# SELECTED EXCERPT
────────────────────────────────────────

Published in the journal Nature Structural and Molecular Biology, the discovery suggests that many more DNA modifications than previously thought may exist in human, mouse and other vertebrates.
DNA is made up of four ‘bases’: molecules known as adenine, cytosine, guanine and thymine — the A, C, G and T letters. Strings of these letters form genes, which provide the code for essential proteins, and other regions of DNA, some of which can regulate these genes.
Epigenetics (epi — the Greek prefix meaning ‘on top of’) is the study of how genes are switched on or off. It is thought to be one explanation for how our environment and behaviour, such as our diet or smoking habit, can affect our DNA and how these changes may even be passed down to our children and grandchildren.
Epigenetics has so far focused mainly on studying proteins called histones that bind to DNA. Such histones can be modified, which can result in genes being switched on or of. In addition to histone modifications, genes are also known to be regulated by a form of epigenetic modification that directly affects one base of the DNA, namely the base C. More than 60 years ago, scientists discovered that C can be modified directly through a process known as methylation, whereby small molecules of carbon and hydrogen attach to this base and act like switches to turn genes on and off, or to ‘dim’ their activity. Around 75 million (one in ten) of the Cs in the human genome are methylated.

────────────────────────────────────────

# DATASET EXTRACT
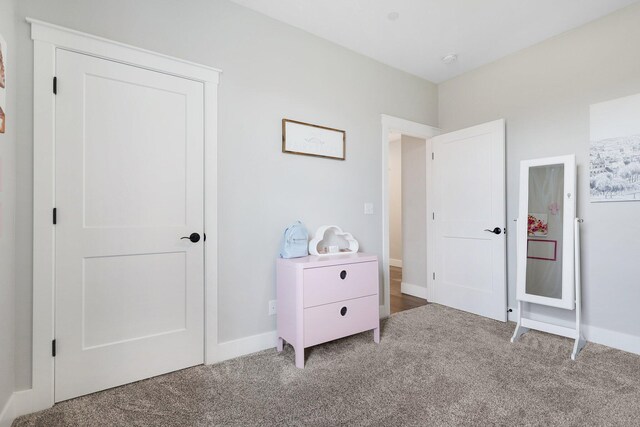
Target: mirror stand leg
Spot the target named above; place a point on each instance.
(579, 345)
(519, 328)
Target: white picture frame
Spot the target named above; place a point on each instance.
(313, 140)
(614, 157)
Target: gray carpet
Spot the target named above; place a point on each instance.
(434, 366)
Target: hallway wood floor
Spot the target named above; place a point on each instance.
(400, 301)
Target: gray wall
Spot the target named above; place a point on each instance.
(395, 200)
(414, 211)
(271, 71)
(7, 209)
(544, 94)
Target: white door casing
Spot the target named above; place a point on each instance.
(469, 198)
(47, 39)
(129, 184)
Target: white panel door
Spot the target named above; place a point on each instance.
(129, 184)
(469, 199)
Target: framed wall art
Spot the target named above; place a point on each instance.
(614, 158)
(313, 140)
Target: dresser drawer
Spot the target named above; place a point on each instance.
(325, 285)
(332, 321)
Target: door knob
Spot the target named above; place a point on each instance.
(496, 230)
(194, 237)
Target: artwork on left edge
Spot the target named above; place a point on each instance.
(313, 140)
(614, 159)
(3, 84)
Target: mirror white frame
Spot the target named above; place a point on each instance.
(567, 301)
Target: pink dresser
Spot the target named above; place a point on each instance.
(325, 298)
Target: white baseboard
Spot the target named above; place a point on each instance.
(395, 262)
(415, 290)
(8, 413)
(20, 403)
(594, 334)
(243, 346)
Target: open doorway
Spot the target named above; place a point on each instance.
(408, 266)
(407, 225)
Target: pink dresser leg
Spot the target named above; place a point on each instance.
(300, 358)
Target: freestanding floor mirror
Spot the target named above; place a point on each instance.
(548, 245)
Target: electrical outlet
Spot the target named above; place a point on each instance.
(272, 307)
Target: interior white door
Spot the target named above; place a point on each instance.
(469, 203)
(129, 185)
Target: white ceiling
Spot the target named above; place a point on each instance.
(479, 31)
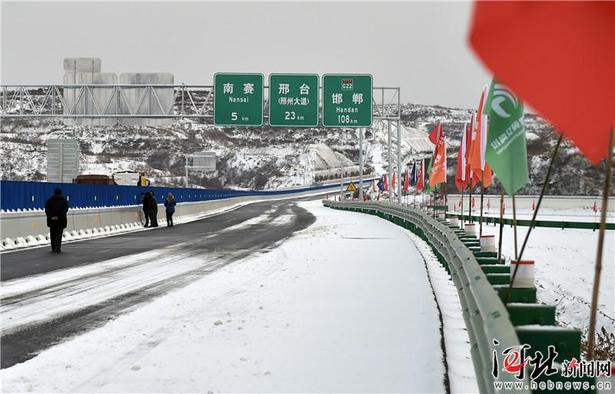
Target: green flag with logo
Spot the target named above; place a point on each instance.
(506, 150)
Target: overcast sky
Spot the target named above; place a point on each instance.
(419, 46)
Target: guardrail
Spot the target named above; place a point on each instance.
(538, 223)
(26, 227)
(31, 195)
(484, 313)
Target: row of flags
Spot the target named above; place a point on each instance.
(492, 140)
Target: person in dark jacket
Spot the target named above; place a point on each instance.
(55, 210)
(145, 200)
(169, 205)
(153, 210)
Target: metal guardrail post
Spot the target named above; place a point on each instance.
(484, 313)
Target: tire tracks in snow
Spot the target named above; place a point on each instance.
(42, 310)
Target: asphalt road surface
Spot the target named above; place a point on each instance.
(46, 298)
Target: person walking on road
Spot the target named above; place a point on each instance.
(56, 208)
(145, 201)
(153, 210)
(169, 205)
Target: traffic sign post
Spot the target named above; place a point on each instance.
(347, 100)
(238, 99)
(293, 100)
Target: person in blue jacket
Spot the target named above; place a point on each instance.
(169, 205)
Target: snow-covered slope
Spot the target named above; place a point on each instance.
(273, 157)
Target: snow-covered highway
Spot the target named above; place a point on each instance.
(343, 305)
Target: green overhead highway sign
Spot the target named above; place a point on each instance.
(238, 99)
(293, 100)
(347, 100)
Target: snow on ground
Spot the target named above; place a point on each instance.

────────────────────────────────────────

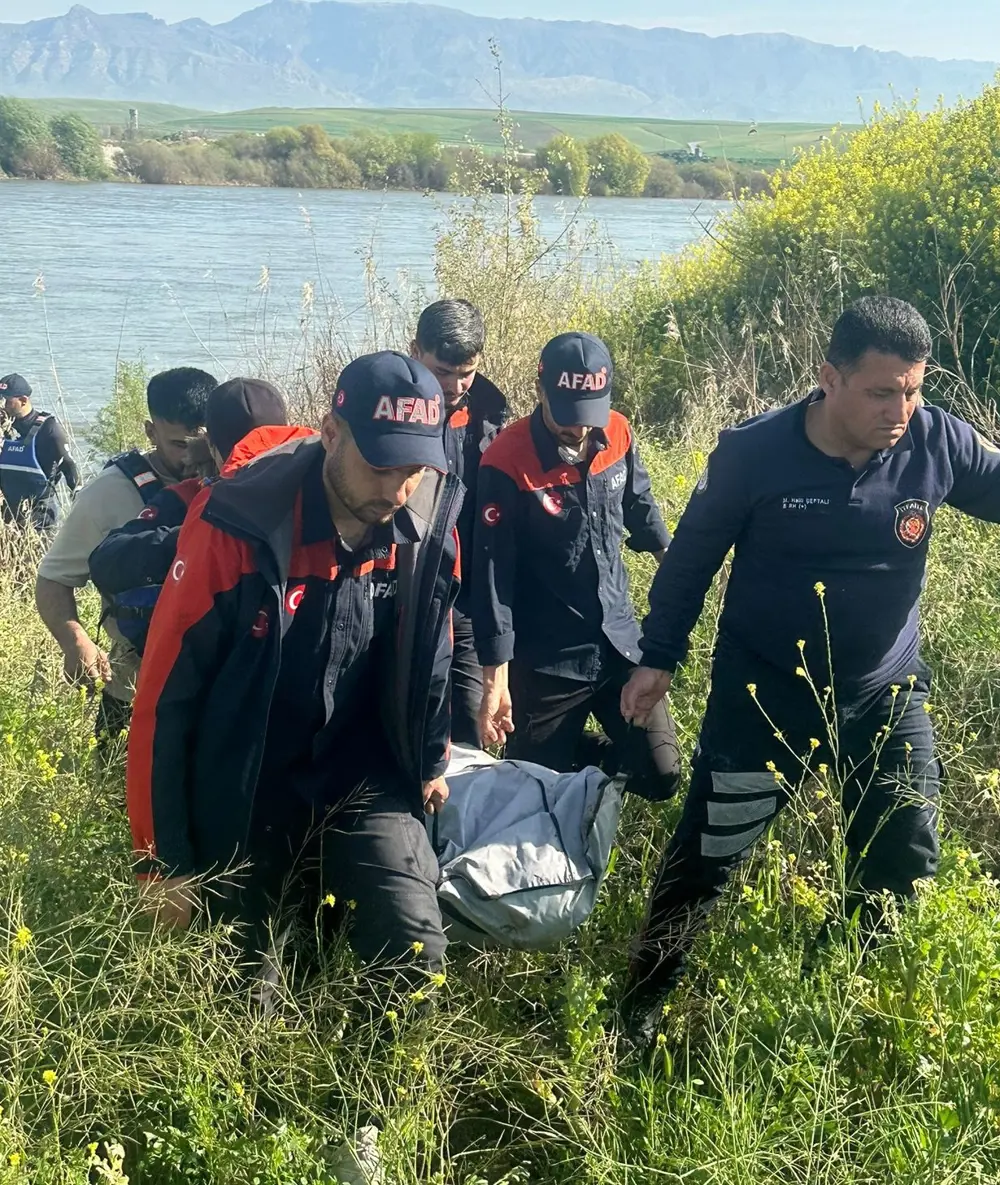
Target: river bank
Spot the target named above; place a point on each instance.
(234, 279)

────────────────────────────────────────

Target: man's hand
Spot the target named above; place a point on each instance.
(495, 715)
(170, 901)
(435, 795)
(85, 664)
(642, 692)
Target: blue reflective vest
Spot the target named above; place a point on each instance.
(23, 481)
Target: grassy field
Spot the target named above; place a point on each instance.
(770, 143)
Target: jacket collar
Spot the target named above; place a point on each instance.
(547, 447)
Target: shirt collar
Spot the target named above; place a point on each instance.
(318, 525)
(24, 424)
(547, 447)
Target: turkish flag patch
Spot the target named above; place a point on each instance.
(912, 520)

────────────────────────────────────────

# THINGS TO DO
[1] Print the passage on DNA modifications from "DNA is made" up to and including "children and grandchildren.", with no changes.
[2] Translate this sentence from the passage on DNA modifications into Spanish: "Epigenetics has so far focused mainly on studying proteins called histones that bind to DNA."

# SOLUTIONS TO THE PROBLEMS
[1]
DNA is made up of four ‘bases’: molecules known as adenine, cytosine, guanine and thymine — the A, C, G and T letters. Strings of these letters form genes, which provide the code for essential proteins, and other regions of DNA, some of which can regulate these genes.
Epigenetics (epi — the Greek prefix meaning ‘on top of’) is the study of how genes are switched on or off. It is thought to be one explanation for how our environment and behaviour, such as our diet or smoking habit, can affect our DNA and how these changes may even be passed down to our children and grandchildren.

[2] Hasta ahora, la epigenética se ha centrado principalmente en el estudio de unas proteínas llamadas histonas que se unen al ADN.